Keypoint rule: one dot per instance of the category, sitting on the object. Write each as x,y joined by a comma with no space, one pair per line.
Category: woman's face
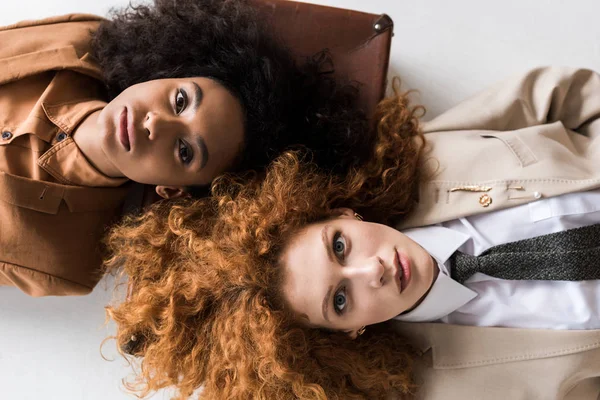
344,273
173,132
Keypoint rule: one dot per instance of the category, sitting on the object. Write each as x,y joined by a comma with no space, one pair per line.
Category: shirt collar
446,295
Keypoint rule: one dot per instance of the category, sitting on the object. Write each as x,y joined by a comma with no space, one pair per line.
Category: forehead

────────────────────

• [Permintaan Tugas]:
Keluarkan semua baris dari daftar di atas sebagai larik JSON berisi string, dengan satu string untuk setiap baris dan tanpa baris kosong. Gambar tidak perlu disertakan dalam jawaban.

• [Jawaban Lengkap]:
[
  "Keypoint rule: one dot per instance of the category, sitting on the object. Write each as x,y joined by a comma with no space, one pair per line.",
  "Category: woman's face",
  "344,273",
  "173,132",
  "Keypoint rule: one dot per instance of the category, sitting on the object. Write each as x,y joined by a comma with no space, one pair per line.",
  "Category: shirt collar",
  "446,295",
  "Keypoint rule: one dot per instance of the category, sitting on the object. Write each as x,y joined by a comma with no space, one pair per line.",
  "Category: forehead"
]